Text under study:
AI & GDPR: When is training data anonymous?

AI training is not possible without data. The data required for training and validation is often personal, so the GDPR must be observed - or maybe not? This compact online event will look at the technical and legal aspects. In particular, the question of which data is personal at all and whether and, if so, how it can be anonymized will be examined. This applies to health-related data as well as industrial data.

Anonymization does not mean GDPR

If the data is anonymous, many things are easier. This is because the GDPR does not apply. If, on the other hand, the data is personal, a justification for the data processing must be found, which often consists of consent. AI training in compliance with consent is also possible - but only if various requirements are met. Among other things, it must also be possible to withdraw consent.

Legal consequences of prematurely assuming anonymization

If supposedly anonymous data that is subject to the GDPR is processed, the GDPR still applies. However, the resulting breach may mean that all data, including the trained neural network and the trained AI, must be deleted - even long after the training.

It should be noted that the legal concept of anonymity is dynamic. This means that data may be considered anonymous today, but the same data may be considered personal data next year. This can be the case, for example, if "re-identification" is suddenly no longer quite so unrealistic due to new events, e.g. new legal claims for information, new technical possibilities or the publication of metadata.

Exemplary scenarios

Blood count data from 100,000 people is processed to train a medical AI. The AI provider only has the blood count data without any metadata, i.e. without information on the donor, origin of the data, etc. Is the data anonymous for the AI provider - or does it have to comply with the GDPR?

A company collects data on the heart rate of drivers in order to identify "hot spots" in road traffic. The company says that it does not know the names of the drivers and that no one can be identified by their heart rate alone. Is this data anonymous - or does it have to comply with the GDPR?

The provider of a smart home solution collects data on the temperature in its customers' homes. The smart home provider wants to store this data in a data pool and offer it to third parties for AI training. Is the temperature data anonymous - or does it have to comply with the GDPR?

Data to examine:
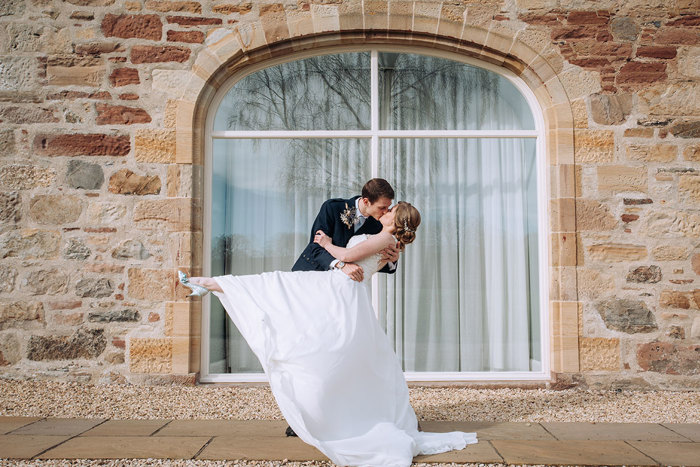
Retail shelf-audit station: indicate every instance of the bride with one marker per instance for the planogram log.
(330, 365)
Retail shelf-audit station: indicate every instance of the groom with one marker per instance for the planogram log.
(340, 219)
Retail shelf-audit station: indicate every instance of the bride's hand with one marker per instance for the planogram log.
(321, 238)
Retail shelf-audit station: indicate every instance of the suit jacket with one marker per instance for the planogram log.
(315, 257)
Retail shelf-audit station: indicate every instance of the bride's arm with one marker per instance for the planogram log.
(373, 245)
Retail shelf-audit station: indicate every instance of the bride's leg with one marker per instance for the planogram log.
(207, 282)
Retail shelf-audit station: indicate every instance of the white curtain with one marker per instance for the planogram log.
(464, 297)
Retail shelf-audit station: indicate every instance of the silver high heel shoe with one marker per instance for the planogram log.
(197, 290)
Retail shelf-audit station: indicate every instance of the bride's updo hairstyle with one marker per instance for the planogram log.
(406, 221)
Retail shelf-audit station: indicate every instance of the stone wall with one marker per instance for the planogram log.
(100, 179)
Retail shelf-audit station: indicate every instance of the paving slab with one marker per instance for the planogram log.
(8, 424)
(491, 430)
(249, 428)
(27, 446)
(570, 452)
(260, 448)
(611, 431)
(119, 447)
(689, 430)
(670, 453)
(58, 426)
(126, 428)
(482, 452)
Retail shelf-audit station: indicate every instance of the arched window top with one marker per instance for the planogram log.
(333, 92)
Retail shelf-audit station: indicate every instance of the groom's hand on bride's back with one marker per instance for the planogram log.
(354, 271)
(391, 254)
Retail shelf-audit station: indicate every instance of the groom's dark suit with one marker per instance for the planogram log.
(315, 257)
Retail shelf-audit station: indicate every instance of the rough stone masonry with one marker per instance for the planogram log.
(92, 196)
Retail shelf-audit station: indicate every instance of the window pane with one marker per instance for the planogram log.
(465, 295)
(418, 92)
(329, 92)
(265, 196)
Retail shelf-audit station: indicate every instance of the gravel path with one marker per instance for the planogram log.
(56, 399)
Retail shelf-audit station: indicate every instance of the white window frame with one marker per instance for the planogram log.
(375, 134)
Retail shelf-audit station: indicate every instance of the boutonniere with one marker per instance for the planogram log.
(349, 216)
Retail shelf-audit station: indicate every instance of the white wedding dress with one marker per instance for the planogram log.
(331, 368)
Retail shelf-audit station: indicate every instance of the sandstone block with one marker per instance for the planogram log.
(692, 153)
(652, 153)
(150, 355)
(629, 316)
(173, 214)
(25, 177)
(151, 284)
(131, 249)
(599, 354)
(8, 276)
(194, 20)
(76, 249)
(156, 54)
(593, 215)
(668, 358)
(84, 343)
(672, 224)
(126, 182)
(29, 244)
(624, 28)
(94, 288)
(124, 77)
(7, 143)
(10, 208)
(132, 26)
(620, 178)
(45, 282)
(685, 129)
(19, 314)
(163, 6)
(594, 146)
(105, 213)
(670, 253)
(84, 175)
(55, 209)
(617, 252)
(644, 274)
(82, 145)
(689, 188)
(194, 37)
(118, 316)
(73, 71)
(679, 299)
(609, 109)
(28, 115)
(120, 115)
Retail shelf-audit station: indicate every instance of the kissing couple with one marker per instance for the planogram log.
(331, 367)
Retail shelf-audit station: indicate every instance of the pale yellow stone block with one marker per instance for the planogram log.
(325, 18)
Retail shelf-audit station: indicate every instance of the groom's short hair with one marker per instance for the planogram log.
(377, 188)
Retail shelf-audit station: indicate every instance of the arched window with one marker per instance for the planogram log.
(459, 141)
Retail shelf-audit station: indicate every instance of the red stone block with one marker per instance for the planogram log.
(155, 54)
(657, 52)
(124, 76)
(132, 26)
(194, 37)
(120, 115)
(193, 20)
(82, 145)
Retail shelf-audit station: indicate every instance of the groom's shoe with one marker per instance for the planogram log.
(197, 290)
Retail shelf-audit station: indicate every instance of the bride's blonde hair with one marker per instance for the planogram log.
(406, 221)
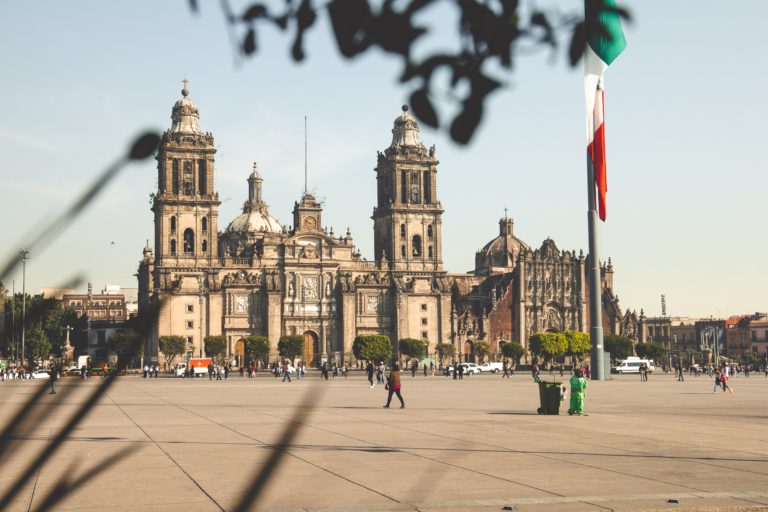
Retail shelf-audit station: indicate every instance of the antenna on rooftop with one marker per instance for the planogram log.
(305, 154)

What is expected: In the text on AI training and the GDPR, what must also be possible when AI training is based on consent?

Output: It must be possible to withdraw consent.